===== DATASET ROWS =====

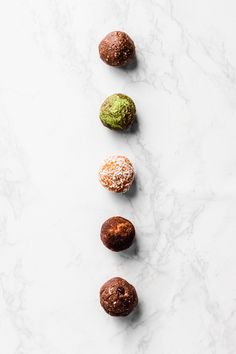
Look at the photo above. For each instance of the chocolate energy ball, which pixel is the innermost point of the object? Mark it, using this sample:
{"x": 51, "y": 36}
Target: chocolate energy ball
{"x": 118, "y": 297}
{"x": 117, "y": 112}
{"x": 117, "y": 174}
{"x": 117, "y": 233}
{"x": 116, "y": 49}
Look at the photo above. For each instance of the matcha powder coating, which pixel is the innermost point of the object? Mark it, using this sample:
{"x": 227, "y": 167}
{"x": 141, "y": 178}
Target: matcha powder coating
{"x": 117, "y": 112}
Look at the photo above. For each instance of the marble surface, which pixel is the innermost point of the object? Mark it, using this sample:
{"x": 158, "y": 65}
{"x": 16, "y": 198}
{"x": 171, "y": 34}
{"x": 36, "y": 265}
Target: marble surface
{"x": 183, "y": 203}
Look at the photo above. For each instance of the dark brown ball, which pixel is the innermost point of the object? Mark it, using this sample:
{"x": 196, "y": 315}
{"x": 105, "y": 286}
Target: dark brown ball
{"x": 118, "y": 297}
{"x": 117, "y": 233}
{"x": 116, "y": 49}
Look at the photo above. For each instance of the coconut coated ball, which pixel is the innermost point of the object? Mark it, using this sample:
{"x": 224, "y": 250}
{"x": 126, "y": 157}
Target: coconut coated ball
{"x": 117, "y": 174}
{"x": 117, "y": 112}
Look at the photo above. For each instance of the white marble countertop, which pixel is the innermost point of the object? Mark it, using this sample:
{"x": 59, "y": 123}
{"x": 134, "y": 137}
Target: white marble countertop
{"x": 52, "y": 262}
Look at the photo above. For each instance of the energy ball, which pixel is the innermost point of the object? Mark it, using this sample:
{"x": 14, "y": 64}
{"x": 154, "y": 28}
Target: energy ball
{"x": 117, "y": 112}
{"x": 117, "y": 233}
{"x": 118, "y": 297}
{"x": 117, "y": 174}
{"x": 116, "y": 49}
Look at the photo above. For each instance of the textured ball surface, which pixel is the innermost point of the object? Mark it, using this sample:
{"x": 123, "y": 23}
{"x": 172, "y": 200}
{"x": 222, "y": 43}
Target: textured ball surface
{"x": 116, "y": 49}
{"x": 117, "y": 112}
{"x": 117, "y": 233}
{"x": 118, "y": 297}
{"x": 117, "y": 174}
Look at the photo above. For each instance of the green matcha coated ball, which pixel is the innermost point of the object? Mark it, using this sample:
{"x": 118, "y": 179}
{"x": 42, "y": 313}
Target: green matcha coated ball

=====

| WHAT IS ASKED |
Reproduce word for word every line of the listing from the line containing "Look at the photo above. For each instance of the green" through the end of the listing, including both of those ends.

| THE ANSWER |
Look at the photo above. For each instance of the green matcha coated ball, which pixel is the innermost point of the object? Mark it, using this sample:
{"x": 118, "y": 179}
{"x": 42, "y": 313}
Target: green matcha coated ball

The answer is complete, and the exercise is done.